Reproduce the records starting at the line that contains "the distant shoreline" and running to the last line, exactly and in full.

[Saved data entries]
____________
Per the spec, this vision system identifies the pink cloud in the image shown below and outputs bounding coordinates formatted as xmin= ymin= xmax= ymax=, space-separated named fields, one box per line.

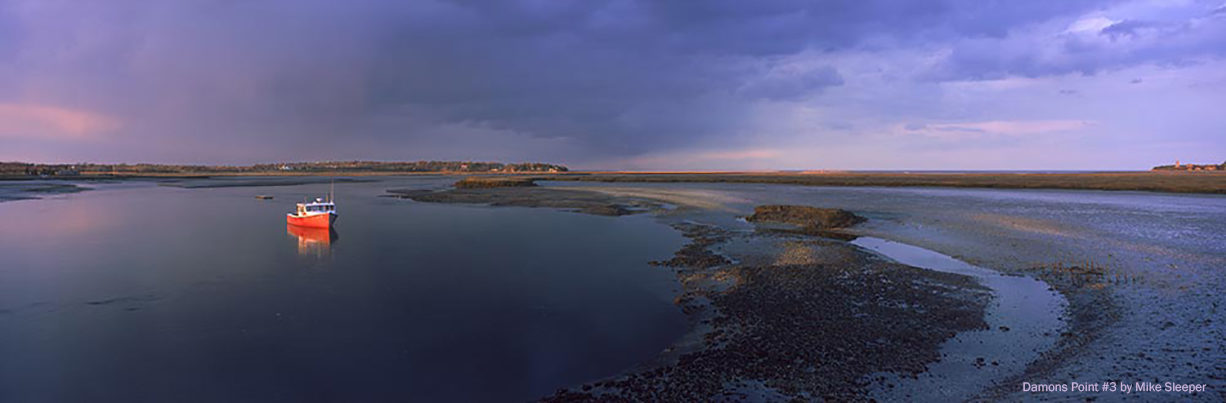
xmin=0 ymin=103 xmax=119 ymax=140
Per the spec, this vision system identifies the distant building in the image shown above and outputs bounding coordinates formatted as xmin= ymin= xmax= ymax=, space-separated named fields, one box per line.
xmin=1152 ymin=160 xmax=1226 ymax=172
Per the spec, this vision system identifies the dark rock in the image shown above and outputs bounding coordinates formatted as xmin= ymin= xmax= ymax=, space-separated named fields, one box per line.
xmin=746 ymin=205 xmax=866 ymax=231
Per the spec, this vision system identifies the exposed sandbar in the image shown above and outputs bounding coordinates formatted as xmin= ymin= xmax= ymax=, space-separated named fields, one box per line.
xmin=387 ymin=185 xmax=665 ymax=216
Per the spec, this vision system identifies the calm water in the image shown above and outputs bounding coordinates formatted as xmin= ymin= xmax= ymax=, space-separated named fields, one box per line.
xmin=0 ymin=177 xmax=687 ymax=402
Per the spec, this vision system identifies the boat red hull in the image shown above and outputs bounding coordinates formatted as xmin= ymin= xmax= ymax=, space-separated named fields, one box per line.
xmin=286 ymin=212 xmax=336 ymax=229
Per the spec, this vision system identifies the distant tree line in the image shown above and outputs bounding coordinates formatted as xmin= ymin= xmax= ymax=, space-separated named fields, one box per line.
xmin=0 ymin=161 xmax=568 ymax=177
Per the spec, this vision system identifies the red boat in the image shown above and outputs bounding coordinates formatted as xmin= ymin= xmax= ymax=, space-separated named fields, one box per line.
xmin=287 ymin=196 xmax=337 ymax=229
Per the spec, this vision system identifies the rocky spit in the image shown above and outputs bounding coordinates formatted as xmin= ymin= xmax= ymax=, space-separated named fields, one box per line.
xmin=544 ymin=225 xmax=989 ymax=401
xmin=0 ymin=182 xmax=90 ymax=202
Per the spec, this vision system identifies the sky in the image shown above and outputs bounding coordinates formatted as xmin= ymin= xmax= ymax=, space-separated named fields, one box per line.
xmin=1 ymin=0 xmax=1224 ymax=170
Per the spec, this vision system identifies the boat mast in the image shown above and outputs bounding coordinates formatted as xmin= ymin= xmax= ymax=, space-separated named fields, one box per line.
xmin=329 ymin=179 xmax=334 ymax=203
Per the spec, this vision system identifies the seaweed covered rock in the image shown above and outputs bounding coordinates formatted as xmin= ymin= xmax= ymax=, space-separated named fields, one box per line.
xmin=453 ymin=176 xmax=538 ymax=189
xmin=746 ymin=205 xmax=865 ymax=231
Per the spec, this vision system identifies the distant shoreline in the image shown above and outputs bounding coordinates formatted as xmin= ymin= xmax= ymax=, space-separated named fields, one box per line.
xmin=0 ymin=160 xmax=568 ymax=178
xmin=0 ymin=171 xmax=489 ymax=180
xmin=3 ymin=170 xmax=1223 ymax=194
xmin=538 ymin=171 xmax=1226 ymax=195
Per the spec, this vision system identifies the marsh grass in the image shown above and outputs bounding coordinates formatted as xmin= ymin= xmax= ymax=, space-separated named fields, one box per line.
xmin=453 ymin=176 xmax=539 ymax=189
xmin=543 ymin=171 xmax=1226 ymax=194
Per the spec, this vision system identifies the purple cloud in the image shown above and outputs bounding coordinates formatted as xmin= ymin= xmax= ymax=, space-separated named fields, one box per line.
____________
Written reply —
Per the spec, this vision system identifies the distant shoreline in the image shown above and outputs bounding coordinates formatted as xmin= ymin= xmax= ymax=, space-separated named fields, one box per line.
xmin=0 ymin=160 xmax=568 ymax=178
xmin=0 ymin=171 xmax=489 ymax=180
xmin=3 ymin=170 xmax=1223 ymax=194
xmin=538 ymin=171 xmax=1226 ymax=195
Per the spec, this vision system identifies the marsh grass in the image shown above and outputs bounding coordinates formatted as xmin= ymin= xmax= ymax=, space-separated named fields, one box per line.
xmin=453 ymin=176 xmax=539 ymax=189
xmin=543 ymin=171 xmax=1226 ymax=194
Per the spec, this vision system identifies the purple cloud in the image shown above and outputs bounding coordinates formatted as xmin= ymin= xmax= ymax=, space-separated named fields, one box per line.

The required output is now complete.